=== Section Start ===

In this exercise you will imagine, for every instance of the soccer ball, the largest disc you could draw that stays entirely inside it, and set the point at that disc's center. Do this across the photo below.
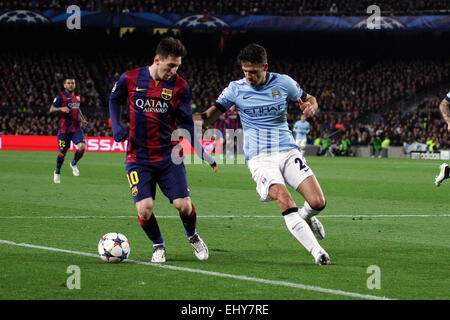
(114, 247)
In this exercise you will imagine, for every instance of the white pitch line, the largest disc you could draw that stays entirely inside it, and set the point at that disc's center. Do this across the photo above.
(211, 273)
(235, 216)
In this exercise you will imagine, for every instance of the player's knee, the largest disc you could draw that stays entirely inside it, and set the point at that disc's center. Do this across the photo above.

=== Section End ===

■ EXERCISE INSTRUCTIONS: Give back the material exactly as written, images excluded.

■ OUTPUT OF THE TASK:
In this exercise you will imagine, for every instance of the soccer ball, the largest disc you could draw that stays entirely inside it, and set the point at that disc's center. Do this across the photo below.
(114, 247)
In this exercise you will imagine, for every instance of the white pitch line, the largest disc you could draw that stays entirely inside it, and set the point at that disc's center. Do this across the photo above.
(211, 273)
(235, 216)
In this exercise you will imagine, for every instance of the player's knee, the largest disc you could draw that stays entirely inside it, and set the point at that disc's center. Do this across the photo above.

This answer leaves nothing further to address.